_Extract provided:_
---+---

Friday, April 17, 2009

vamos people.

river and i are in the living room eating wheat crackers. once again i've gained back the two pounds i lost. how pathetic. i'm not even trying. i'm officially in a danger zone. a big cheesy, saucy, pepperoni filled danger zone. john just got a job at pizza hut and brought back a panormous last night.
river is watching a children's show infused with the Spanish language. it's not at all that the Spanish language integrated into the dialog is wrong, it's just that i'm trying to teach river where the nose is on her face, so i doubt she can comprehend "gracias" or "vamos." i'll probably learn a thing or two from this show seeing as the only lines i can think of are "me llamo kristine, y tu" and "donde esta el bano?"...my name is kristine, and yours? where is the bathroom? go figure.
great, now some big mouse is asking us if we want to go into his clubhouse (creepy) and they're singing enthusiasitcally about it. but not near as creepy as that new commercial where the guy redid his basement and randomly called out to people on the street, "hey jill! want to see my basement?!" yeah...red flag.
okay, river is starting to pile clothes and shoes ontop of me (usual) as i type this. so i'm going to get off. love to all three readers!

Wednesday, April 15, 2009

titles are complicated for me.

---+---

_Supplied entries:_

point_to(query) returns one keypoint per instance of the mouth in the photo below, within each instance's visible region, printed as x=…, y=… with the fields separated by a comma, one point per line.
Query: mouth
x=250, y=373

---+---

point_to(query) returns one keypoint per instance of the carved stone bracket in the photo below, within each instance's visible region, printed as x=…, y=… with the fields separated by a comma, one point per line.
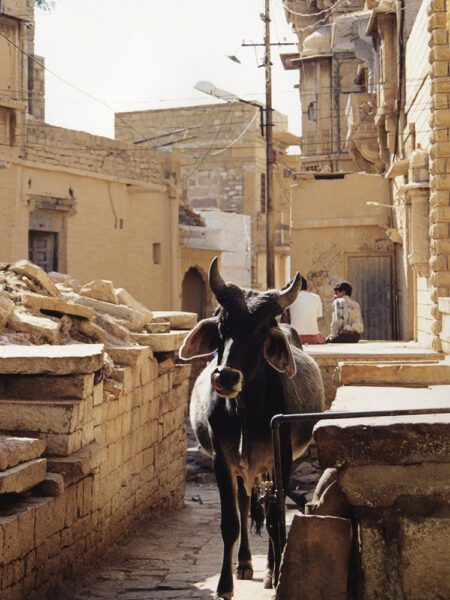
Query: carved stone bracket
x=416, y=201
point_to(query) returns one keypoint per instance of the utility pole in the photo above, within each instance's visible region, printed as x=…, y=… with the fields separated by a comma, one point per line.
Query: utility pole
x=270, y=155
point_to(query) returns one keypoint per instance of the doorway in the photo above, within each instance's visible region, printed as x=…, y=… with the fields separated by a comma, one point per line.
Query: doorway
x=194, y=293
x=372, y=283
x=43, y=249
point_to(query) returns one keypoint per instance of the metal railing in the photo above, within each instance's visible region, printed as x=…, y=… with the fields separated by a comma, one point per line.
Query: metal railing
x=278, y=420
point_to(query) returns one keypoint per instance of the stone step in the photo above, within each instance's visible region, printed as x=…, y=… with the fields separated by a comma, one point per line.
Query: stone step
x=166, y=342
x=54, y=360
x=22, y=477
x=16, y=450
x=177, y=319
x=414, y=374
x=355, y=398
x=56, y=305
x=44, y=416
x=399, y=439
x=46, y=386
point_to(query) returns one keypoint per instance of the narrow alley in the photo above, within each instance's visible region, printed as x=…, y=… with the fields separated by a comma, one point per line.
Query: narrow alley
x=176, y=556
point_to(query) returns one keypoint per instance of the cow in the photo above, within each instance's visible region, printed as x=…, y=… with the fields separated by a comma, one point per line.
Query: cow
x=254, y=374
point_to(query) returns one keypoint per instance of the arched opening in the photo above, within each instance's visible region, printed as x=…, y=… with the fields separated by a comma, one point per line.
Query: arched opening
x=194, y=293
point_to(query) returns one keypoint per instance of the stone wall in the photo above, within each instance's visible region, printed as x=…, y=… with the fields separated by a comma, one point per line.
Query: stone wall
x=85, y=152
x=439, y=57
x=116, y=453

---+---

In the blog post, copy the part that opens with the words containing "river is watching" and closes with "bathroom? go figure.", swapping "show" for "program" throughout. The items play no part in this exercise.

river is watching a children's program infused with the Spanish language. it's not at all that the Spanish language integrated into the dialog is wrong, it's just that i'm trying to teach river where the nose is on her face, so i doubt she can comprehend "gracias" or "vamos." i'll probably learn a thing or two from this program seeing as the only lines i can think of are "me llamo kristine, y tu" and "donde esta el bano?"...my name is kristine, and yours? where is the bathroom? go figure.